- _Work request_: Output every line of the records below as a numbered list, leaving out blank lines and any pictures.

- _Entries taken from a collection_:
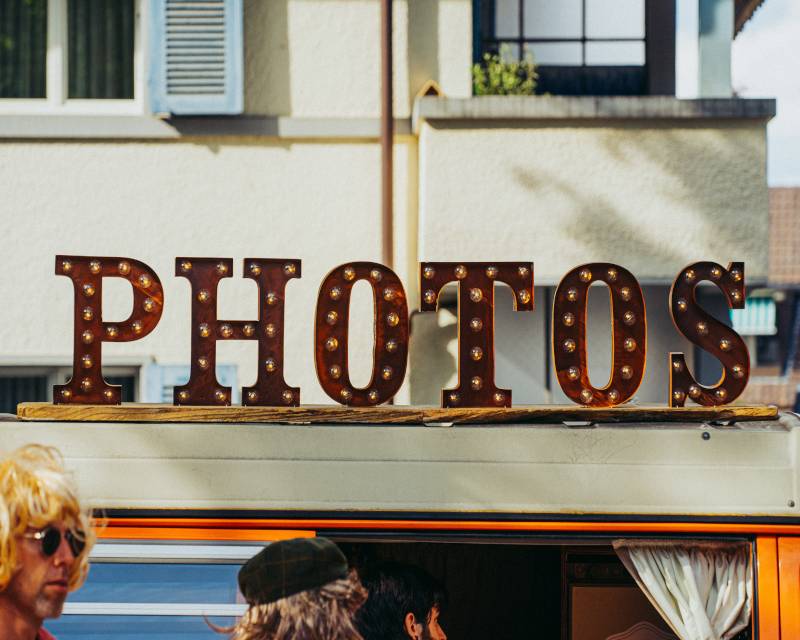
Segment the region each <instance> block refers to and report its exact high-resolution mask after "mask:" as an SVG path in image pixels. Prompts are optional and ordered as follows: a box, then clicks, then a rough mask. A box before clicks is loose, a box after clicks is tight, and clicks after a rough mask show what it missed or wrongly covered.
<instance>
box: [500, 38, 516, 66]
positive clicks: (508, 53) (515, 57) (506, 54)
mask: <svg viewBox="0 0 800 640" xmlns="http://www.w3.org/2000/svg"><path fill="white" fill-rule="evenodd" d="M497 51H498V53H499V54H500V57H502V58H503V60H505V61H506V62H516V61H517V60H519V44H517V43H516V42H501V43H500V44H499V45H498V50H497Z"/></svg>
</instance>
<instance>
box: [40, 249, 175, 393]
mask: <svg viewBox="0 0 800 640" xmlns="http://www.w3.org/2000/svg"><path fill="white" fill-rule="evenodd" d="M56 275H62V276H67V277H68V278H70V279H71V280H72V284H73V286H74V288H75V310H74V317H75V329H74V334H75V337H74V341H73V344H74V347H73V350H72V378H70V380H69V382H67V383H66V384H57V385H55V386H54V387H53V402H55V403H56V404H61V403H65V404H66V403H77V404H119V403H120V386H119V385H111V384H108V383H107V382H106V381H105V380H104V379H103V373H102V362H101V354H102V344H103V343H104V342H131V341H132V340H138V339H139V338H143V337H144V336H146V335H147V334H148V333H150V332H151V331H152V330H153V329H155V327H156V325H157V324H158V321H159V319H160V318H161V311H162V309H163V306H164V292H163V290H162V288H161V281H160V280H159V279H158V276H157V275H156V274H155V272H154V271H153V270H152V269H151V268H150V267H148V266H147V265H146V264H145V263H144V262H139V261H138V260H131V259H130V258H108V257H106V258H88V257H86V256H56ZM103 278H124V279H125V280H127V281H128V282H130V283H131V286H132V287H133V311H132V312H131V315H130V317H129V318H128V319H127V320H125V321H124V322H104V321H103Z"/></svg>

- _Response to this exercise_:
1. Segment the region each <instance> block refers to and report its exact high-resolution mask after "mask:" as an SVG path in image pixels. Prompts are optional and ordered as follows: a box, then clicks, then a rough mask. A box before clicks is loose, a box after clicks is tight, and clicks after a rough mask show what it missed or wrongly covered.
2. <instance>
3. box: [500, 38, 516, 66]
4. positive clicks: (508, 53) (515, 57) (506, 54)
5. mask: <svg viewBox="0 0 800 640" xmlns="http://www.w3.org/2000/svg"><path fill="white" fill-rule="evenodd" d="M497 51H498V53H499V54H500V57H502V58H503V60H505V61H506V62H516V61H517V60H519V44H517V43H516V42H501V43H500V44H499V45H498V50H497Z"/></svg>
6. </instance>
7. <instance>
8. box: [40, 249, 175, 393]
9. mask: <svg viewBox="0 0 800 640" xmlns="http://www.w3.org/2000/svg"><path fill="white" fill-rule="evenodd" d="M56 275H62V276H67V277H68V278H70V279H71V280H72V284H73V286H74V288H75V310H74V317H75V329H74V334H75V337H74V341H73V344H74V347H73V350H72V378H70V380H69V382H67V383H66V384H57V385H55V386H54V387H53V402H55V403H56V404H61V403H65V404H66V403H77V404H119V403H120V386H119V385H111V384H108V383H107V382H106V381H105V380H104V379H103V373H102V362H101V354H102V344H103V343H104V342H131V341H132V340H138V339H139V338H143V337H144V336H146V335H147V334H148V333H150V332H151V331H152V330H153V329H155V327H156V325H157V324H158V321H159V319H160V318H161V311H162V309H163V306H164V292H163V290H162V288H161V281H160V280H159V279H158V276H157V275H156V274H155V272H154V271H153V270H152V269H151V268H150V267H148V266H147V265H146V264H145V263H144V262H139V261H138V260H131V259H130V258H108V257H106V258H88V257H86V256H56ZM103 278H124V279H125V280H127V281H128V282H130V283H131V286H132V287H133V311H132V312H131V315H130V317H129V318H128V319H127V320H125V321H124V322H104V321H103Z"/></svg>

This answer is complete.